[Collection entries]

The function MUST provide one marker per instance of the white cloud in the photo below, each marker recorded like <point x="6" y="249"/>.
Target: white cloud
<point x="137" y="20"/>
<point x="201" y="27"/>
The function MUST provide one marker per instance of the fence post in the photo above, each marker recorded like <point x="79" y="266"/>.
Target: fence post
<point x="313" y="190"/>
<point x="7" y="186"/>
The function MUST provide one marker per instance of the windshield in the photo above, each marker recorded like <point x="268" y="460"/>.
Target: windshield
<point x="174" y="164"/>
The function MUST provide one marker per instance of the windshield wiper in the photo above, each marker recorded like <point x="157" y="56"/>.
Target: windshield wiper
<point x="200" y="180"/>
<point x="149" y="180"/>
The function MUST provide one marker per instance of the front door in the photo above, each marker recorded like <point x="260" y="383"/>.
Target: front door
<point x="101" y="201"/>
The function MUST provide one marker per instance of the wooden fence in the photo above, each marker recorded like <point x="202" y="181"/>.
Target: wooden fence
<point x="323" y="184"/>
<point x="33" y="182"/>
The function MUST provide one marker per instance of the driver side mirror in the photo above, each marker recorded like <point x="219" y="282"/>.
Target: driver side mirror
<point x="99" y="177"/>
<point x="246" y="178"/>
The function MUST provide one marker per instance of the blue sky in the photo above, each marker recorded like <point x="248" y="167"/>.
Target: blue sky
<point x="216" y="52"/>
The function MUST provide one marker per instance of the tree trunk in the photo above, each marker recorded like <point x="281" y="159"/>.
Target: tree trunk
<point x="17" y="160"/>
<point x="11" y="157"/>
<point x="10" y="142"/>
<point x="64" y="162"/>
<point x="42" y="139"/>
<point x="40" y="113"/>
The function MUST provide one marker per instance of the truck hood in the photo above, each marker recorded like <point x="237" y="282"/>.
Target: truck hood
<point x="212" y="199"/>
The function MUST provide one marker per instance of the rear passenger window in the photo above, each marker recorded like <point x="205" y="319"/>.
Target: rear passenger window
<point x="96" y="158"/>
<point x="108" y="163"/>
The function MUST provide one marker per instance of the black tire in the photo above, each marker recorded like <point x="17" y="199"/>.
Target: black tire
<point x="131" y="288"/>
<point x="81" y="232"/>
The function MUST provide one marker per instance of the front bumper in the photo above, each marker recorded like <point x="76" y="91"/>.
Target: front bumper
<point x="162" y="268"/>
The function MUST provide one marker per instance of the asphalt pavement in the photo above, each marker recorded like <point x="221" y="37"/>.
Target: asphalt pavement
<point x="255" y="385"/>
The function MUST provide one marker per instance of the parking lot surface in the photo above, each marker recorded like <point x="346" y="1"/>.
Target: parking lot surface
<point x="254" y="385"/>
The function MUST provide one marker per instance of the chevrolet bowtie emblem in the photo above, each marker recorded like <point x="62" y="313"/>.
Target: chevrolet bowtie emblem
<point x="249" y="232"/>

Written request —
Could you quote the material above in full, exactly as it stands?

The completed task —
The function MUST provide one marker per instance of the white cloud in the photo below, each marker recorded like <point x="6" y="249"/>.
Target: white cloud
<point x="137" y="20"/>
<point x="201" y="27"/>
The function MUST provide one marker per instance of the fence post in the photo above, each marker recorded like <point x="79" y="266"/>.
Target: fence post
<point x="313" y="190"/>
<point x="7" y="186"/>
The function MUST provide one marker per instance of the windshield in the photo above, each marker recorded like <point x="268" y="460"/>.
Target: windshield
<point x="174" y="164"/>
The function MUST provide one marker per instance of the windshield wiper in the photo above, each marker recorded like <point x="157" y="56"/>.
Target: windshield wiper
<point x="200" y="180"/>
<point x="149" y="180"/>
The function MUST provide one marker per instance of the front door in the photo above, each marker recorded like <point x="260" y="383"/>.
Target: front door
<point x="101" y="201"/>
The function MUST provide one marker per instance of the wooden fence in the photo above, each marker recorded like <point x="202" y="181"/>.
Target: wooden fence
<point x="323" y="184"/>
<point x="33" y="182"/>
The function MUST provide one marker per instance of the driver side mirror in the photo above, each marker recorded like <point x="219" y="282"/>.
Target: driver side mirror
<point x="99" y="177"/>
<point x="246" y="178"/>
The function MUST provide one marker per instance of the blue sky in the photo above, each marker recorded like <point x="248" y="167"/>.
Target: blue sky
<point x="216" y="52"/>
The function MUST provide one marker per instance of the tree trunk in the photo above, each marker recorded like <point x="281" y="159"/>.
Target: tree trunk
<point x="17" y="160"/>
<point x="11" y="157"/>
<point x="10" y="142"/>
<point x="64" y="162"/>
<point x="42" y="139"/>
<point x="40" y="113"/>
The function MUST provide one marker per instance of the truck hood in the photo above, each marker recorded like <point x="237" y="282"/>.
Target: truck hood
<point x="212" y="199"/>
The function MUST provide one marker per instance of the rear passenger window in the photo above, each marker recorded like <point x="205" y="319"/>.
Target: rear passenger window
<point x="96" y="158"/>
<point x="108" y="163"/>
The function MUST provide one marker per instance of the black tire in the photo above, each marker recorded like <point x="17" y="199"/>.
Target: black tire
<point x="131" y="288"/>
<point x="81" y="232"/>
The function MUST provide one marker per instance of the front bumper in the photo above, each marker recorded like <point x="76" y="91"/>.
Target: front bumper
<point x="162" y="268"/>
The function MUST provide one marker per instance of the asphalt pavement in the photo above, each marker recorded like <point x="221" y="37"/>.
Target: asphalt pavement
<point x="255" y="385"/>
The function MUST provide one marker per instance of the parking lot surface in the photo above, each marker recorded like <point x="346" y="1"/>.
Target: parking lot surface
<point x="254" y="385"/>
The function MUST provide one marker per instance of the chevrolet bowtie emblem in the photo above, each marker recorded like <point x="62" y="313"/>.
Target: chevrolet bowtie emblem
<point x="249" y="232"/>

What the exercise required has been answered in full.